**ПОСТАВЛЕННАЯ ЗАДАЧА:**
Представьте часть приведенных ниже данных в виде JSON-списка строк, где каждой строке соответствует один элемент, а пустые строки пропущены. Начните со строки, в которой есть «the bush, one», и остановитесь после строки, в которой есть «point(116, 191)», включив обе эти строки.

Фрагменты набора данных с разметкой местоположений
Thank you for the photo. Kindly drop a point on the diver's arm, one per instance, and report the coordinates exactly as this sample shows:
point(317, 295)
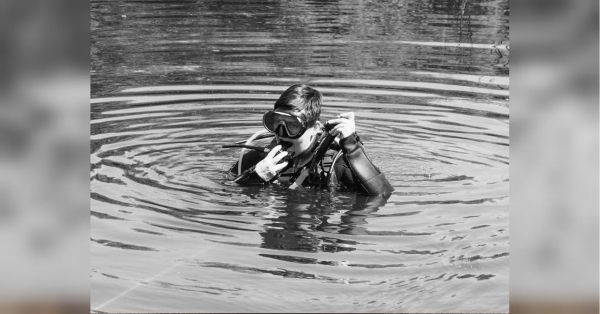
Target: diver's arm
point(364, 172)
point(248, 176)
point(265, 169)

==

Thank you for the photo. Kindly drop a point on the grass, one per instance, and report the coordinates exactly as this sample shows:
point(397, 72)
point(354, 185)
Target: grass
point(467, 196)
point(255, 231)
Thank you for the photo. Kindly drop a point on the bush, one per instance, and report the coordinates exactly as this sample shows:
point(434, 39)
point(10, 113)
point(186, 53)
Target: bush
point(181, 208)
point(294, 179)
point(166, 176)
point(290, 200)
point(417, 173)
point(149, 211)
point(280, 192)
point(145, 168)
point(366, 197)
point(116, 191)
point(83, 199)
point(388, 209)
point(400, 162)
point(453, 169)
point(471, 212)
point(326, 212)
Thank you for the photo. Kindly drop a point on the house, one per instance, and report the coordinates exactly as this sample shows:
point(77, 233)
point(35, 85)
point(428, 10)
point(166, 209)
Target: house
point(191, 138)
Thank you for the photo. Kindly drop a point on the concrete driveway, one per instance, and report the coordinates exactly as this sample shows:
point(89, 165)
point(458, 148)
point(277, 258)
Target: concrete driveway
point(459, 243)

**РЕЗУЛЬТАТ ВЫПОЛНЕНИЯ:**
[
  "Thank you for the photo. Kindly drop a point on the bush, one per instance, and report the coordinates exactly as this sample shows:",
  "point(434, 39)",
  "point(10, 113)",
  "point(186, 53)",
  "Target: bush",
  "point(181, 208)",
  "point(294, 179)",
  "point(166, 176)",
  "point(290, 200)",
  "point(417, 173)",
  "point(149, 211)",
  "point(280, 192)",
  "point(145, 168)",
  "point(366, 197)",
  "point(116, 191)"
]